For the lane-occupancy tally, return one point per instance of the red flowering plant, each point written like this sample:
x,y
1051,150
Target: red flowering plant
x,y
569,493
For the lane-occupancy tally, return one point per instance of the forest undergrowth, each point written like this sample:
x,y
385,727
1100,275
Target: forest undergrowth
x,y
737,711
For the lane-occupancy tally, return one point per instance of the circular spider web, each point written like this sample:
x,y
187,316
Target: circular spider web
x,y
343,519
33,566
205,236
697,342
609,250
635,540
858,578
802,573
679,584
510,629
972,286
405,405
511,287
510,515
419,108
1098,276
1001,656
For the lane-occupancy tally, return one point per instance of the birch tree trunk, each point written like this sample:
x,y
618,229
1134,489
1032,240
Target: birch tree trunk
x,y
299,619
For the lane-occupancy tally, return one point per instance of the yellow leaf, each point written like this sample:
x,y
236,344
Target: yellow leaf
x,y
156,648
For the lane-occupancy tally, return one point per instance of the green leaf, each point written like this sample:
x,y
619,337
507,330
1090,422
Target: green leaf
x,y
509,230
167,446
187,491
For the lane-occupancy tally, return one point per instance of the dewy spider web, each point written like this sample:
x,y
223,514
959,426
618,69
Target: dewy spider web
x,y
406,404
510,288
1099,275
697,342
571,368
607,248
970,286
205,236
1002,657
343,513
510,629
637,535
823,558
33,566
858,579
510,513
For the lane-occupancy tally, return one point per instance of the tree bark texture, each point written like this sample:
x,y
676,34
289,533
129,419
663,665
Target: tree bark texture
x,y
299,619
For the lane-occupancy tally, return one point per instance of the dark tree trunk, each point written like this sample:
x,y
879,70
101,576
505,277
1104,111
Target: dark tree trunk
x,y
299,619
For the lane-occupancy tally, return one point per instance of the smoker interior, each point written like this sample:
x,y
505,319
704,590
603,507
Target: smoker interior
********************
**TASK TO COMPLETE:** Leave out every line before the one containing "of the circular"; set down that line and all remaining lines of the material exactly.

**RESULT:**
For the lane-occupancy tally, return one point per instance of the circular spider web, each point written like this sample:
x,y
187,316
Target: circular spider web
x,y
343,519
33,566
205,236
697,342
609,250
635,540
858,578
802,573
679,584
510,629
972,286
405,405
511,287
510,515
419,108
1098,276
1001,656
For the lane-occupancy tally, return one point per instance of the birch tree trunk, each point written like this sample:
x,y
618,229
1134,489
1032,240
Target: birch tree trunk
x,y
299,619
For the lane-occupancy tally, return one point per instance of the yellow leaf, each point written like this sample:
x,y
236,344
Target: yellow leaf
x,y
156,648
For the lane-occupancy tally, return one point per instance of the green leaf, each point written like this sample:
x,y
619,337
507,330
1090,422
Target: green leaf
x,y
509,230
167,446
187,491
For the lane-occupancy tally, return one point per instance of the dewy spider web, each point written like this sample:
x,y
223,514
959,426
618,69
Target: dewy spider web
x,y
406,404
510,288
1099,275
697,342
571,368
607,248
970,286
205,236
1002,657
343,513
510,629
637,535
823,558
33,566
858,579
510,513
For the lane-occupancy tally, return one point per instance of the tree bark texture, each point written like this sample:
x,y
676,34
289,533
129,419
663,665
Target: tree bark texture
x,y
299,619
For the lane-occupancy tally, return one point per instance of the dark tree trunk, each point written like this sample:
x,y
879,70
101,576
505,277
1104,111
Target: dark tree trunk
x,y
299,619
For the lane-occupancy tally, return one point per instance of the smoker interior, each point written like this sample:
x,y
505,319
704,590
603,507
Target: smoker interior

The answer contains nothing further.